The task —
Could you write out every entry exactly as it stands?

━━━

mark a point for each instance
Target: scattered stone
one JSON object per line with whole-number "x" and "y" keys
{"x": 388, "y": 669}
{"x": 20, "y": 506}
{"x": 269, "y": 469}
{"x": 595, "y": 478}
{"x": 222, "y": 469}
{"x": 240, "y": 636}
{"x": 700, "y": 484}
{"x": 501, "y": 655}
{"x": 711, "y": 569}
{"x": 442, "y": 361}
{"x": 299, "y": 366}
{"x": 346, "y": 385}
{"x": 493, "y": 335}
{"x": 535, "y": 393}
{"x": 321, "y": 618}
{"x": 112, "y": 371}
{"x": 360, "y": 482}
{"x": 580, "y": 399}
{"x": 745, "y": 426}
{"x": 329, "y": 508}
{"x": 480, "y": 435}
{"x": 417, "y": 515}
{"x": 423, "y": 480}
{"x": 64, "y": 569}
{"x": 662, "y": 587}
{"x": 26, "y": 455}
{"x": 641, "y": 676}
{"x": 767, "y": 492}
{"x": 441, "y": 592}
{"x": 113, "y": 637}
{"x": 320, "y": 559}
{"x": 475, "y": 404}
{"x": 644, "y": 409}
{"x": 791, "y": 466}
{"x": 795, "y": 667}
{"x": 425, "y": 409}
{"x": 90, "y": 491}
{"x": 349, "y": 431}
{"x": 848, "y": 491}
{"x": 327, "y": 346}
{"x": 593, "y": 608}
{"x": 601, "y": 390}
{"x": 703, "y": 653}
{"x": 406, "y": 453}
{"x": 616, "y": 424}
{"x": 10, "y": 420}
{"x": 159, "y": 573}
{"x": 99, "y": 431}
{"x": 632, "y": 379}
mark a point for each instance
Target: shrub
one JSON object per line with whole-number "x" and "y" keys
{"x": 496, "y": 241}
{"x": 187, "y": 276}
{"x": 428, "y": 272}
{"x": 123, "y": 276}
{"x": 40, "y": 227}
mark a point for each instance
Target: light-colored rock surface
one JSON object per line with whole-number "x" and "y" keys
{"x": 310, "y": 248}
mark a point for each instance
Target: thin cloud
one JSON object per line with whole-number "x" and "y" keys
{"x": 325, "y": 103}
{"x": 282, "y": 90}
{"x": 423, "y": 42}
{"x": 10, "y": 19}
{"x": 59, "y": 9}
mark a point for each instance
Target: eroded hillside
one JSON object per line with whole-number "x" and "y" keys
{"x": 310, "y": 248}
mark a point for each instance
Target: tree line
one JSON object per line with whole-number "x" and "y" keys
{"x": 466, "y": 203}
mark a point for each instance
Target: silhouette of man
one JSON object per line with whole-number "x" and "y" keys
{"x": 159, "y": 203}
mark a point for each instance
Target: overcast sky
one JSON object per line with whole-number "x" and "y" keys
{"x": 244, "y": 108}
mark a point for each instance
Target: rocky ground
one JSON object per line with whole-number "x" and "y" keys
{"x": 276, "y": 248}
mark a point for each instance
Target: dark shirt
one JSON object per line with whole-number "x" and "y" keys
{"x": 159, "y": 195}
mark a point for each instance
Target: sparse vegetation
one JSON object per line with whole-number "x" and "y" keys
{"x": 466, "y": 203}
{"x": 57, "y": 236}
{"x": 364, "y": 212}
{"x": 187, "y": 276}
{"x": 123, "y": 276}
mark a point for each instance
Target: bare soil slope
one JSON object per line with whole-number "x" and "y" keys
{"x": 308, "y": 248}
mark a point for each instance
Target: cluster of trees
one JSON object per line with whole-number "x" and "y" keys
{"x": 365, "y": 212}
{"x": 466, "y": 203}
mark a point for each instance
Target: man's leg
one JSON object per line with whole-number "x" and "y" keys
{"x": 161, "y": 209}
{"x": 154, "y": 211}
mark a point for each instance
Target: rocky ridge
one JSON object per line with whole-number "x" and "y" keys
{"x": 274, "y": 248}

━━━

Exercise output —
mark a point for each instance
Target: scattered stone
one JSON object per line with whole-number "x" and "y" keys
{"x": 388, "y": 669}
{"x": 20, "y": 506}
{"x": 269, "y": 469}
{"x": 595, "y": 478}
{"x": 222, "y": 469}
{"x": 240, "y": 636}
{"x": 700, "y": 484}
{"x": 501, "y": 655}
{"x": 711, "y": 569}
{"x": 442, "y": 361}
{"x": 299, "y": 366}
{"x": 346, "y": 385}
{"x": 493, "y": 335}
{"x": 535, "y": 393}
{"x": 321, "y": 618}
{"x": 112, "y": 371}
{"x": 360, "y": 482}
{"x": 580, "y": 399}
{"x": 745, "y": 426}
{"x": 329, "y": 508}
{"x": 480, "y": 435}
{"x": 417, "y": 515}
{"x": 423, "y": 480}
{"x": 64, "y": 569}
{"x": 662, "y": 587}
{"x": 26, "y": 455}
{"x": 641, "y": 676}
{"x": 767, "y": 492}
{"x": 441, "y": 592}
{"x": 113, "y": 637}
{"x": 320, "y": 559}
{"x": 475, "y": 404}
{"x": 644, "y": 409}
{"x": 791, "y": 466}
{"x": 795, "y": 667}
{"x": 425, "y": 409}
{"x": 90, "y": 491}
{"x": 349, "y": 431}
{"x": 848, "y": 491}
{"x": 327, "y": 346}
{"x": 593, "y": 608}
{"x": 601, "y": 390}
{"x": 703, "y": 653}
{"x": 406, "y": 453}
{"x": 616, "y": 424}
{"x": 10, "y": 420}
{"x": 159, "y": 573}
{"x": 99, "y": 431}
{"x": 632, "y": 379}
mark a point for each instance
Target: shrub
one JSON object per line with whole-number "x" and "y" keys
{"x": 496, "y": 241}
{"x": 187, "y": 276}
{"x": 428, "y": 272}
{"x": 123, "y": 276}
{"x": 40, "y": 227}
mark a point for each instance
Target: light-colored rock surface
one JSON object per line with whole-number "x" and "y" keys
{"x": 310, "y": 248}
mark a point for each instance
Target: thin cloud
one JSON object per line with whole-number "x" and "y" keys
{"x": 325, "y": 103}
{"x": 282, "y": 90}
{"x": 423, "y": 42}
{"x": 10, "y": 19}
{"x": 59, "y": 9}
mark a point for each instance
Target: eroded hillside
one JSON object per line with whole-number "x" and "y" keys
{"x": 310, "y": 248}
mark a point for each instance
Target: tree line
one JSON object per line with whole-number "x" and "y" keys
{"x": 466, "y": 203}
mark a point for each instance
Target: silhouette of man
one JSON object per line with whole-number "x" and "y" keys
{"x": 159, "y": 203}
mark a point for each instance
Target: overcast sky
one JSON object per line with whole-number "x" and "y" keys
{"x": 244, "y": 108}
mark a point for each instance
Target: rocky ground
one JSON object per line with whole-number "x" and "y" keys
{"x": 276, "y": 248}
mark a point for each instance
Target: dark shirt
one JSON object per line with whole-number "x" and "y" keys
{"x": 159, "y": 195}
mark a point for each instance
Target: sparse vegetation
one JSON object per line with whole-number "x" and "y" keys
{"x": 466, "y": 203}
{"x": 57, "y": 236}
{"x": 364, "y": 212}
{"x": 187, "y": 276}
{"x": 123, "y": 276}
mark a point for each instance
Target: bare soil slope
one JSON object per line with whole-number "x" and "y" keys
{"x": 308, "y": 248}
mark a point for each instance
Target: cluster of trees
one JSON object per line with whole-number "x" and "y" keys
{"x": 365, "y": 212}
{"x": 466, "y": 203}
mark a point for each instance
Target: man's leg
one JSON object per line with whole-number "x" and "y" keys
{"x": 161, "y": 209}
{"x": 154, "y": 211}
mark a point for each instance
Target: rocky ridge
one JSON object per line with whole-number "x" and "y" keys
{"x": 274, "y": 248}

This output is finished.